**Records for this task**
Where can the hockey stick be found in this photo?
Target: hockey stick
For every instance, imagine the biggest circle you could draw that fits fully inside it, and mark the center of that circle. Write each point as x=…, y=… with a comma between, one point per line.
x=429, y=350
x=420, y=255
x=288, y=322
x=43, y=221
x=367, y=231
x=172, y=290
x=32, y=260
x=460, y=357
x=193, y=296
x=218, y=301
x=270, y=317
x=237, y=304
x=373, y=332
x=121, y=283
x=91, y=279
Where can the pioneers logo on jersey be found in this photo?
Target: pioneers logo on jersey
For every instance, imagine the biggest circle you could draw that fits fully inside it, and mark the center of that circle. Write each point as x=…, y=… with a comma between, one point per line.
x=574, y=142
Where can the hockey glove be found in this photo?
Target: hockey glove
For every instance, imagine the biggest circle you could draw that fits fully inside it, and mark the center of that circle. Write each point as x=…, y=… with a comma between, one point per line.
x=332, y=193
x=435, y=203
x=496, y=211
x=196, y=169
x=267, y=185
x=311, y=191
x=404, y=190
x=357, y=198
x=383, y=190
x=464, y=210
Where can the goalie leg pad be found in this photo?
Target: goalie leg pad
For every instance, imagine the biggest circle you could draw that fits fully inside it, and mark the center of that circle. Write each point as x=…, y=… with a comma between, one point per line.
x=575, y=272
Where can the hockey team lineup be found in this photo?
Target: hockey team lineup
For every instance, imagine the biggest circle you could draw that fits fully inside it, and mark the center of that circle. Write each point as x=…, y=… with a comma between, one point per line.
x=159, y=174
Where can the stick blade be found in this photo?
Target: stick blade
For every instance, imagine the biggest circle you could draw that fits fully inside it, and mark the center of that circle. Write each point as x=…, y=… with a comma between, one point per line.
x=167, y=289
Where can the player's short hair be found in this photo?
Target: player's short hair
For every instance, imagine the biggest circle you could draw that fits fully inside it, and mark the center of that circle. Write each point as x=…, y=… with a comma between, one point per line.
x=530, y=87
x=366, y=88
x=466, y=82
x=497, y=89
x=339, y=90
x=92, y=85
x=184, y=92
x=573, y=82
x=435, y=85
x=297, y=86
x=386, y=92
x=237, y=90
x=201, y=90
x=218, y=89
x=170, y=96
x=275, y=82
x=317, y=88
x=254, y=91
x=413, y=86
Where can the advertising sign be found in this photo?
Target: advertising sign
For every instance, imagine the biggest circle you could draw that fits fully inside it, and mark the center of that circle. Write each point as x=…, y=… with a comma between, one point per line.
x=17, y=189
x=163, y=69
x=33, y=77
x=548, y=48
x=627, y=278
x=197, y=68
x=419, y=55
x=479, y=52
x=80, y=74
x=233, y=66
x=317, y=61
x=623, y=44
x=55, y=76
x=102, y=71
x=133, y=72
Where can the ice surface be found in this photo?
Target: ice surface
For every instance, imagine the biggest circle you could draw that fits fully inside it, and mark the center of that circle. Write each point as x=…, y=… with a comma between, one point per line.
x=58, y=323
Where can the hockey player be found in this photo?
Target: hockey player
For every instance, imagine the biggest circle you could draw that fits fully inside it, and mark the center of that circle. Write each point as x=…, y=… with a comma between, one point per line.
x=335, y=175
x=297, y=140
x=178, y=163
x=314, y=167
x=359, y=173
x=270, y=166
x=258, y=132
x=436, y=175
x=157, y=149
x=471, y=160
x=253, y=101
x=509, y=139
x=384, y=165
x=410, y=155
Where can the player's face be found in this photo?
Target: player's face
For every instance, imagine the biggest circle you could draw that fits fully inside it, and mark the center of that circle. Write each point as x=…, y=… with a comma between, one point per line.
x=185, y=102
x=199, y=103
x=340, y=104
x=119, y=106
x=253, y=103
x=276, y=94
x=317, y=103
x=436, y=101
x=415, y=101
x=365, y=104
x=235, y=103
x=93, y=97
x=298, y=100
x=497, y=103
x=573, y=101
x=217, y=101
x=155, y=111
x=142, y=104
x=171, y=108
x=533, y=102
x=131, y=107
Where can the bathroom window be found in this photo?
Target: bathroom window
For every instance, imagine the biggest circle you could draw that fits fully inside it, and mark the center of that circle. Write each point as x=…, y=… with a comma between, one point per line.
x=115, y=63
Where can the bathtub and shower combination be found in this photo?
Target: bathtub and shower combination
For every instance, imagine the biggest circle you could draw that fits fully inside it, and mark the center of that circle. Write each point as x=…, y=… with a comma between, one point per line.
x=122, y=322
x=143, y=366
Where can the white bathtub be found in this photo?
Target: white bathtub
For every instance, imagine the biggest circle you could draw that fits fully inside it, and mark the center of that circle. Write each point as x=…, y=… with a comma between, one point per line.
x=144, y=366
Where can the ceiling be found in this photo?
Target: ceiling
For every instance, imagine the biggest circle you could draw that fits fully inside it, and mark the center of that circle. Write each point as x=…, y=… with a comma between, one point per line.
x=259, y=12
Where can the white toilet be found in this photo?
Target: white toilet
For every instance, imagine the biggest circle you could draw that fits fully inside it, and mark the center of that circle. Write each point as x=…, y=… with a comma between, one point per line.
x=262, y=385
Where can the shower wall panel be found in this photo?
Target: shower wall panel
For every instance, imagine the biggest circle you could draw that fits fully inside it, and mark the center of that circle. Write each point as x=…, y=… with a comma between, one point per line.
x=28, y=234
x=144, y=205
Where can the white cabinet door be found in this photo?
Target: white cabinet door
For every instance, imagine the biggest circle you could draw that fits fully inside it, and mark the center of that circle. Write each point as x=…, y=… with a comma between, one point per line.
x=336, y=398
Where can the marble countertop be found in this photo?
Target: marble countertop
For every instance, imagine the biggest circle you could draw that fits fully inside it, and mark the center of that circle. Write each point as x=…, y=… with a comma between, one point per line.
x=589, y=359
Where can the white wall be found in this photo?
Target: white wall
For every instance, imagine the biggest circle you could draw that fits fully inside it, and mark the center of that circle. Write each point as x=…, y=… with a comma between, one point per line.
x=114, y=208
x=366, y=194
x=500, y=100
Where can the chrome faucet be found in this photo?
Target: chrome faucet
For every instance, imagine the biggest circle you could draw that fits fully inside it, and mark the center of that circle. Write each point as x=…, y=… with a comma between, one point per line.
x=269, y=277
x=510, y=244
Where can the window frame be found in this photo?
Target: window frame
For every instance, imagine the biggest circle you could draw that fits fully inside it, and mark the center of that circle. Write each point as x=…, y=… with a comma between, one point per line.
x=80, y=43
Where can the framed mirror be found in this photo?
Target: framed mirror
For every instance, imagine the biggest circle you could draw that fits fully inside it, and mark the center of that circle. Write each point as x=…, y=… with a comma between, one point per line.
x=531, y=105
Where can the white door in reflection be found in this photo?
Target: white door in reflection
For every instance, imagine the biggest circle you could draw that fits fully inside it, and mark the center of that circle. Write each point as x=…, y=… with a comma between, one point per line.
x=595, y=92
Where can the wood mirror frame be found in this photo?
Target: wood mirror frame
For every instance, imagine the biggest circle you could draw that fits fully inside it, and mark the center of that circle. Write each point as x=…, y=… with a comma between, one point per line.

**Exercise description**
Please print the lines of the records from the line with "Where can the white bathtub" to the line with "x=144, y=366", including both of those lines, and copy each one word for word.

**Solution to this task**
Where can the white bathtub be found in this photo?
Target: white bathtub
For every instance, imagine the biggest circle you could draw that fits fully inside it, and mark the center of that circle. Write each point as x=…, y=… with a comma between, one point per line.
x=144, y=366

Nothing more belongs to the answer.